- EXERCISE
Copy out the full set of records. Keep every word the same.

- DATASET RECORDS

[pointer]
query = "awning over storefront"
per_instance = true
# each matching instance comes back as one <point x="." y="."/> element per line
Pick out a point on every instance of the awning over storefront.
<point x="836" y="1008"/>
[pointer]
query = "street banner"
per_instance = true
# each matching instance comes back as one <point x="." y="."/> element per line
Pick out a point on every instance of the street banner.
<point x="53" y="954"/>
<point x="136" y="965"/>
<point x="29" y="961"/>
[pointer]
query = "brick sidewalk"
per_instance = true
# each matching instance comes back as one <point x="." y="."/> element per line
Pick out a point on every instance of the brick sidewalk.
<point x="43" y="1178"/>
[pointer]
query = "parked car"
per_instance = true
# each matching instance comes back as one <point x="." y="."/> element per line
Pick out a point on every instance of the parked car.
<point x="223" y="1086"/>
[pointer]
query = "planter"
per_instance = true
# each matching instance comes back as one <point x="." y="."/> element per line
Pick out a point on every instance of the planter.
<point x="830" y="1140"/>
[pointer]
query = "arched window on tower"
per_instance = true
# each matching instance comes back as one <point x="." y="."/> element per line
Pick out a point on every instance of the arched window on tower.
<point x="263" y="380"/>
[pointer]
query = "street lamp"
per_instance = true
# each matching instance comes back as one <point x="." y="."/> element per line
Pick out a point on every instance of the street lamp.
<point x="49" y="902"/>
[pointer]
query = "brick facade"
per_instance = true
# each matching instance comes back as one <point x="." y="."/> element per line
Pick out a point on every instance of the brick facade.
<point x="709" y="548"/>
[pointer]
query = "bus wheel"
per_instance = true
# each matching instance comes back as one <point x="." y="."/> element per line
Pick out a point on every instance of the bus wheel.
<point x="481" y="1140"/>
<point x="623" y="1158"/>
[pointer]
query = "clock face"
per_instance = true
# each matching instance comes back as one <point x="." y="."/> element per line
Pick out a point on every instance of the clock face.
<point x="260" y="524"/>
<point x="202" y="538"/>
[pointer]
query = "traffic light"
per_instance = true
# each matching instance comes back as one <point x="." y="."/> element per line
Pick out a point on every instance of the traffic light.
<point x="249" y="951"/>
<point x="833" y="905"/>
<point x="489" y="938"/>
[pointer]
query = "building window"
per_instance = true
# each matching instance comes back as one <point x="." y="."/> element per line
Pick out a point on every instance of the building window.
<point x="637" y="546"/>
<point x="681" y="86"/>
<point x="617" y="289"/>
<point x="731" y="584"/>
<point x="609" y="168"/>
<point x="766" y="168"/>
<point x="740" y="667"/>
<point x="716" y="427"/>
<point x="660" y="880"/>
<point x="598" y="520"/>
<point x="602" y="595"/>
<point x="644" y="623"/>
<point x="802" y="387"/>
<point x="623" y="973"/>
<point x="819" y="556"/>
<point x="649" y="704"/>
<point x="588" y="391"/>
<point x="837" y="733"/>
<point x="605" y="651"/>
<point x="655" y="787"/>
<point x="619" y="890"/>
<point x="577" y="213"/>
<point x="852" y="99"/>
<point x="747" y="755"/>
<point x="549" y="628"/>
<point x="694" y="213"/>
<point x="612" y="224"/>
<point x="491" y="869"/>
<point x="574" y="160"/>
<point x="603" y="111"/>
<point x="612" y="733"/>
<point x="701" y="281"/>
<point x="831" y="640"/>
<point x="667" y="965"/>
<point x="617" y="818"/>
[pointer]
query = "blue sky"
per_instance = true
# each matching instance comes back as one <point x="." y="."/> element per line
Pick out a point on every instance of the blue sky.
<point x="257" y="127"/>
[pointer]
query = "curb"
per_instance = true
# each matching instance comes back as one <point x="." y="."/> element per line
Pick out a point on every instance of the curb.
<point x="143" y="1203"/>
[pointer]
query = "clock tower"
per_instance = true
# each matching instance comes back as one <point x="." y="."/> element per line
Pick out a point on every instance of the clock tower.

- ANSWER SECTION
[pointer]
query = "awning over storefront"
per_instance = true
# each matching instance comes back as one <point x="." y="."/> element per line
Pick out a point on every instance of the awning over storefront.
<point x="836" y="1008"/>
[pointer]
query = "street banner"
per_instance = true
# each matching instance comes back as one <point x="." y="."/> element per line
Pick out a point on every instance of the street banner.
<point x="53" y="954"/>
<point x="136" y="965"/>
<point x="29" y="961"/>
[pointer]
query = "brick sidewalk"
per_instance = true
# each matching instance comes back as one <point x="." y="."/> element per line
Pick out a point on every instance of the brick sidewalk.
<point x="43" y="1178"/>
[pointer]
query = "parked car"
per_instance = true
# each matching instance comes back as one <point x="." y="."/> element per line
Pick out a point on every instance of the parked car.
<point x="223" y="1086"/>
[pointer]
query = "planter"
per_instance = true
# each matching instance comes back as one <point x="." y="."/> element per line
Pick out a point on every instance of the planter.
<point x="830" y="1140"/>
[pointer]
query = "arched window on tower"
per_instance = true
# each matching instance comes back as one <point x="." y="."/> element per line
Pick out a point on every instance of the arched window on tower.
<point x="263" y="380"/>
[pointer]
query = "street lamp"
per_instance = true
# each matching instance comes back as one <point x="." y="."/> element per line
Pick out a point on every instance of the street lamp.
<point x="49" y="902"/>
[pointer]
query = "brick facade"
per_instance = true
# each matching instance comes back as one <point x="." y="."/> element per line
Pick out a point on every instance of the brick facade.
<point x="709" y="548"/>
[pointer]
query = "bus wheel"
per_instance = true
# each matching instance comes back as one <point x="." y="."/> element per line
Pick out a point on every instance of the bus wheel.
<point x="481" y="1140"/>
<point x="623" y="1158"/>
[pointer]
query = "clock face"
per_instance = true
# each matching instance comes back as one <point x="." y="."/> element per line
Pick out a point on every instance of the clock face.
<point x="260" y="524"/>
<point x="202" y="538"/>
[pointer]
query = "traffic light"
per_instance = true
# each matching instance comes back as one <point x="." y="."/> element per line
Pick out a point on every instance of the traffic light.
<point x="249" y="951"/>
<point x="833" y="905"/>
<point x="489" y="938"/>
[pointer]
query = "building window"
per_instance = true
# each matching instance comes back as one <point x="." y="."/> element per line
Pick out a point on every instance of the building window.
<point x="637" y="546"/>
<point x="681" y="86"/>
<point x="617" y="289"/>
<point x="731" y="584"/>
<point x="609" y="168"/>
<point x="766" y="168"/>
<point x="740" y="667"/>
<point x="716" y="427"/>
<point x="660" y="880"/>
<point x="598" y="520"/>
<point x="602" y="595"/>
<point x="644" y="623"/>
<point x="802" y="387"/>
<point x="623" y="973"/>
<point x="819" y="556"/>
<point x="649" y="704"/>
<point x="588" y="391"/>
<point x="837" y="733"/>
<point x="605" y="651"/>
<point x="655" y="787"/>
<point x="619" y="890"/>
<point x="577" y="213"/>
<point x="852" y="99"/>
<point x="747" y="755"/>
<point x="549" y="628"/>
<point x="694" y="213"/>
<point x="612" y="224"/>
<point x="491" y="869"/>
<point x="574" y="160"/>
<point x="603" y="111"/>
<point x="612" y="733"/>
<point x="701" y="281"/>
<point x="831" y="640"/>
<point x="667" y="965"/>
<point x="617" y="818"/>
[pointer]
query = "blue sky"
per_instance = true
# each matching instance comes back as one <point x="." y="."/> element per line
Pick out a point on every instance of the blue sky.
<point x="257" y="127"/>
[pointer]
query = "curb"
per_instance = true
# each matching instance comes back as one <point x="." y="."/> element per line
Pick out a point on every instance of the curb.
<point x="143" y="1203"/>
[pointer]
query = "clock tower"
per_instance = true
# each matching instance comes back as one <point x="." y="."/> element per line
Pick out a point on every instance of the clock tower.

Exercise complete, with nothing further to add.